▼

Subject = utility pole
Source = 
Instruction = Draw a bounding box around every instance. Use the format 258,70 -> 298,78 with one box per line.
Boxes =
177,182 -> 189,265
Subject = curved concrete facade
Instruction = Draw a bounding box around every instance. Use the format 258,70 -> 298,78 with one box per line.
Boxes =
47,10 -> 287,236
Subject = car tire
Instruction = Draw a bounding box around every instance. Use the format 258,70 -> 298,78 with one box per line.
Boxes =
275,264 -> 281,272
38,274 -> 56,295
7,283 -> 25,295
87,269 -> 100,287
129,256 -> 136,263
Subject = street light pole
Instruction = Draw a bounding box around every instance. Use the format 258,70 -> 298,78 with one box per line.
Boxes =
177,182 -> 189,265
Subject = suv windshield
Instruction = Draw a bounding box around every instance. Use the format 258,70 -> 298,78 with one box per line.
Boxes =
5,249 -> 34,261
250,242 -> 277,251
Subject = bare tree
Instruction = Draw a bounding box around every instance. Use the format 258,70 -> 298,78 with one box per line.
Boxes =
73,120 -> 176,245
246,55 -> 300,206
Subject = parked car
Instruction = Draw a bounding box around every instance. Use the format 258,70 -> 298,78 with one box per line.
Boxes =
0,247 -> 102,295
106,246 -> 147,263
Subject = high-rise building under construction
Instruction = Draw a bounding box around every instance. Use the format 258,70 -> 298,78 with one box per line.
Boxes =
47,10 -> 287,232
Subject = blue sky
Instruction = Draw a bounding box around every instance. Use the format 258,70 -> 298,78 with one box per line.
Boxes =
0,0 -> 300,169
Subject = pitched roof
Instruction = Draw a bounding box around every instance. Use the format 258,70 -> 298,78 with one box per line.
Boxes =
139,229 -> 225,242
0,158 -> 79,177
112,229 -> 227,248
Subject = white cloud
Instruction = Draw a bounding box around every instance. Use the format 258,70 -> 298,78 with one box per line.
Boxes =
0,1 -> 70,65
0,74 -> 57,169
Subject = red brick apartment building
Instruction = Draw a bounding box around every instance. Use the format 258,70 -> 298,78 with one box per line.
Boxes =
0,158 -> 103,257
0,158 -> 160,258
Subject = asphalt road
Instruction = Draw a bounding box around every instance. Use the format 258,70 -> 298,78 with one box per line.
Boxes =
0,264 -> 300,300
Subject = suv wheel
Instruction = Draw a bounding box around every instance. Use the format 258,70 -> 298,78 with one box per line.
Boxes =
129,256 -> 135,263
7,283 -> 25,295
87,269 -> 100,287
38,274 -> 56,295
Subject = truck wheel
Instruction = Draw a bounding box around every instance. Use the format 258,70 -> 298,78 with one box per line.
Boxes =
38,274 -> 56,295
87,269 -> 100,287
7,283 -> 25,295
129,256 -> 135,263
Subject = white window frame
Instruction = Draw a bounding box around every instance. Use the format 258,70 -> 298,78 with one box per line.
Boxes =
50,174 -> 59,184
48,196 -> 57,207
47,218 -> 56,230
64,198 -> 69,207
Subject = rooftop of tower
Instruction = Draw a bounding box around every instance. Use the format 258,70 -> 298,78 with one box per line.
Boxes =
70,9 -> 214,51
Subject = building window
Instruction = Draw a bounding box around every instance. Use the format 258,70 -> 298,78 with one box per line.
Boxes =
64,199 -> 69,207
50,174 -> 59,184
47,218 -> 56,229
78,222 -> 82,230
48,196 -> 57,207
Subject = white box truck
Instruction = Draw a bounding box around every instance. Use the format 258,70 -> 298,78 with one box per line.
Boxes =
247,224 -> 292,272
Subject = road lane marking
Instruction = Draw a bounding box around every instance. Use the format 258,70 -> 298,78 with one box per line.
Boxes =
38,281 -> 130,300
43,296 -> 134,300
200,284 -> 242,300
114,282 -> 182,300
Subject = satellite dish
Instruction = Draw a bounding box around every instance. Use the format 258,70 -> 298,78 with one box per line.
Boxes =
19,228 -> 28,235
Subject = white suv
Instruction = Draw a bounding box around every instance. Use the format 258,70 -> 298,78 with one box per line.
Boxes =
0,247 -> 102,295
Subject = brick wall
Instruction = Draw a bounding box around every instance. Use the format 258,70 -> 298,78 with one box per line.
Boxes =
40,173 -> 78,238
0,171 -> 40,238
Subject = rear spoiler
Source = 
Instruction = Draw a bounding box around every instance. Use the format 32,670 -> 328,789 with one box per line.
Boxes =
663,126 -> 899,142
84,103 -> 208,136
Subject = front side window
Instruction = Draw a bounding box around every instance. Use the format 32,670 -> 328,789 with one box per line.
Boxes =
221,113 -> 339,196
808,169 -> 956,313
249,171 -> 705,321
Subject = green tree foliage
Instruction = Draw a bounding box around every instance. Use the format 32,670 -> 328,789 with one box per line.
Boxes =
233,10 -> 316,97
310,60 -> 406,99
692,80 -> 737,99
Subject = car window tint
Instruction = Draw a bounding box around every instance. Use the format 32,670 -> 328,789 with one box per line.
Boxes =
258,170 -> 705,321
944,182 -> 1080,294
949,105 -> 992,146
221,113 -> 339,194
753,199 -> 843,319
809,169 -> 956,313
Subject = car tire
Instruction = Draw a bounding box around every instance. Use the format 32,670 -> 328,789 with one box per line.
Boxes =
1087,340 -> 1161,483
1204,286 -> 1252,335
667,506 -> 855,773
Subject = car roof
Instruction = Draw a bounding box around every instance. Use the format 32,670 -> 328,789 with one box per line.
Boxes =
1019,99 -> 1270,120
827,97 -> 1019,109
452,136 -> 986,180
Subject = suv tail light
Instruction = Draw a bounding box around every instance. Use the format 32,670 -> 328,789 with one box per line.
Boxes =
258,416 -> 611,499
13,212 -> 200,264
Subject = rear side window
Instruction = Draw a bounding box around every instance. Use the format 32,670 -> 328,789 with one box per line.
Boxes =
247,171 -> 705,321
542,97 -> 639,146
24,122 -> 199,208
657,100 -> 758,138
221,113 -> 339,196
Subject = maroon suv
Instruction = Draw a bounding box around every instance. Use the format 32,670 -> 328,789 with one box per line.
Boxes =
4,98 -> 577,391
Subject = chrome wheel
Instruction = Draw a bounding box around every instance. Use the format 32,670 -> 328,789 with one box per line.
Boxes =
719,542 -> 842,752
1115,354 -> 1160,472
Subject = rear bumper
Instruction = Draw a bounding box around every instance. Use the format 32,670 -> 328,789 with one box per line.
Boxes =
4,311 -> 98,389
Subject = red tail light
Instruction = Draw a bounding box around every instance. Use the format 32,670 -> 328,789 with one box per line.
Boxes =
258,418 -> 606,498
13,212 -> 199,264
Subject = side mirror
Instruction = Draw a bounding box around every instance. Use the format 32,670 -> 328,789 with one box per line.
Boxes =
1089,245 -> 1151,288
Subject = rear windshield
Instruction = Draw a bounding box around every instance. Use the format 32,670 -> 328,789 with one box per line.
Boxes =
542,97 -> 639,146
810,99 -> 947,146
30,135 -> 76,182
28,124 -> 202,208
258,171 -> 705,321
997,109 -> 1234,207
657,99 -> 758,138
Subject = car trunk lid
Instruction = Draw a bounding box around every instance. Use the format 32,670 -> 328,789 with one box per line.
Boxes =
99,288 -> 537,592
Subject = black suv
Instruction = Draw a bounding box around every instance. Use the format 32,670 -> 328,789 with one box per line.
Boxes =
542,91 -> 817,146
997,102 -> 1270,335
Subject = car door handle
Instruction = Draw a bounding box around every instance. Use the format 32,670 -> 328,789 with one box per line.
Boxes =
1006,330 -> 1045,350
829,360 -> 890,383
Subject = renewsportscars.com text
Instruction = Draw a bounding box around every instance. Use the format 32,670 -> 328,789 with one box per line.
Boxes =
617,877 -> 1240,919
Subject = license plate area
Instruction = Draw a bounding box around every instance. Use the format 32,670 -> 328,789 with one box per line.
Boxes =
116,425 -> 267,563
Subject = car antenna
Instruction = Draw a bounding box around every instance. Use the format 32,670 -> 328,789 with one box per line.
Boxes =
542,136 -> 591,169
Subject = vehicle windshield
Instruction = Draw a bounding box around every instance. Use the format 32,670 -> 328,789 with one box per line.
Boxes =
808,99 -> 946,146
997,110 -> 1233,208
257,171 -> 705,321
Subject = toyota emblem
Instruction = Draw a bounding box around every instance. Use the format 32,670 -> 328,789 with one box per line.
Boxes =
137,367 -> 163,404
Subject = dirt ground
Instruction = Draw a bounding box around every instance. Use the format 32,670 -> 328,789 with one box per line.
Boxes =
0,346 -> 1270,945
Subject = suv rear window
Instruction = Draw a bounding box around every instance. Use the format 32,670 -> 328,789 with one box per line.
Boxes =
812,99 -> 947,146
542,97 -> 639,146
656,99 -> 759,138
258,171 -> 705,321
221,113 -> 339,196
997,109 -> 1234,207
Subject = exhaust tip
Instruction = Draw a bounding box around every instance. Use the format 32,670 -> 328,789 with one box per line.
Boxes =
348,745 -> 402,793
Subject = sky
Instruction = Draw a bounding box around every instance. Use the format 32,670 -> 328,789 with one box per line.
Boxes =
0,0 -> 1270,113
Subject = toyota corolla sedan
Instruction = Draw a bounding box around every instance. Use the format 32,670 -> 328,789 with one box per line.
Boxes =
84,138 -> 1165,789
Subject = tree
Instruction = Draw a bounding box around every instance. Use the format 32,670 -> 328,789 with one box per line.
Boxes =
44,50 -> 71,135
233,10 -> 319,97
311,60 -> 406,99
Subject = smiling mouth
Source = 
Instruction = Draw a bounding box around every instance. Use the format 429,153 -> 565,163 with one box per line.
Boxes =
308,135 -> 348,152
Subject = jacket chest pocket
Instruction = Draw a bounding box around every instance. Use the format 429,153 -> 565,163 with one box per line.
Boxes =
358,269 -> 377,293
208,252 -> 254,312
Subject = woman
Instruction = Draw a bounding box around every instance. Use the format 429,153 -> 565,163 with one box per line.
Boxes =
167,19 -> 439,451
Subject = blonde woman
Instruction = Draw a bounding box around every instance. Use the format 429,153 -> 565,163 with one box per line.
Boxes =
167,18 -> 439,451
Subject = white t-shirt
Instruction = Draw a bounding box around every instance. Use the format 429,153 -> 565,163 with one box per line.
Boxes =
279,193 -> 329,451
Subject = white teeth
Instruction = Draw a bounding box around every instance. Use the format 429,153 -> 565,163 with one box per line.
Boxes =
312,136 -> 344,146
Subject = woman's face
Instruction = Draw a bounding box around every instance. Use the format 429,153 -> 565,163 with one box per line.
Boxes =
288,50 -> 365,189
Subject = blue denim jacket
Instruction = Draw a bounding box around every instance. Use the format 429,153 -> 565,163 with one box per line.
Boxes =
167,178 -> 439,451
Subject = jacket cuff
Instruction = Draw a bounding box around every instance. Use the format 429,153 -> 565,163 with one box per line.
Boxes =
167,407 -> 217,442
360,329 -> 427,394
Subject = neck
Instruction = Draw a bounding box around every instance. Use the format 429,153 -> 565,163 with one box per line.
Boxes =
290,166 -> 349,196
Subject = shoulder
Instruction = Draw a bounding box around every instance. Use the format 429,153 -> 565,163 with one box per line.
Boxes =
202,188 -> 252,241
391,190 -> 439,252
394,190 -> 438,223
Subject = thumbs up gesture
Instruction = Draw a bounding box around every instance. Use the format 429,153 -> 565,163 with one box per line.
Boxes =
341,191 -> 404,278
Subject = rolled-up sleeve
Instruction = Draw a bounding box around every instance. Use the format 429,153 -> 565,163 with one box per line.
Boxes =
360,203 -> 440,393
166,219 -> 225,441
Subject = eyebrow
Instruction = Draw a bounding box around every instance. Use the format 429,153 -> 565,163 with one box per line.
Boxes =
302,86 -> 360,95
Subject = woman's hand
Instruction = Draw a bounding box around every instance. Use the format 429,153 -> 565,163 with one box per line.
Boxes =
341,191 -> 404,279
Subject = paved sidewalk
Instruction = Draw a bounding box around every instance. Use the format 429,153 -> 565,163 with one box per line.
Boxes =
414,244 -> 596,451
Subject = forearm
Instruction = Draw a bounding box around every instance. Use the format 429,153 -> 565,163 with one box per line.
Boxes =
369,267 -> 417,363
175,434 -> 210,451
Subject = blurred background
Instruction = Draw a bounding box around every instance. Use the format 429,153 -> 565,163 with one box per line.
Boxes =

▲

Print the lines of the listing above exactly as they appear, beginning with the line that contains "Subject = red tail light" and continuing through the line that contains "997,102 -> 1270,335", both included.

RIGHT ANSWER:
Subject = red tail light
Instruction = Draw a bounding box around every instance. Use the format 32,670 -> 328,789 with one box per line.
Boxes =
258,418 -> 606,498
13,212 -> 199,264
Subject = side mirror
Instruction = Draw a bounding box around every instance. Use the format 32,670 -> 328,789 with one box per line.
Boxes =
1089,245 -> 1151,288
Subject = rear windshield
Instruction = Draw a bounding box around every instance. Use the format 32,670 -> 328,789 with one box per line.
Boxes =
542,97 -> 639,146
810,99 -> 947,146
30,135 -> 76,182
28,124 -> 202,208
258,171 -> 705,321
997,109 -> 1234,207
657,99 -> 758,138
Subject = car trunk lid
Instruction = Draw a bounding box around every instance. Use the format 32,670 -> 328,789 with one box per line.
Boxes =
99,288 -> 537,592
Subject = black suv
Instruction = Draw a bounding box around every instance. Use the format 32,670 -> 328,789 with one box per line.
Boxes =
542,91 -> 817,146
997,102 -> 1270,335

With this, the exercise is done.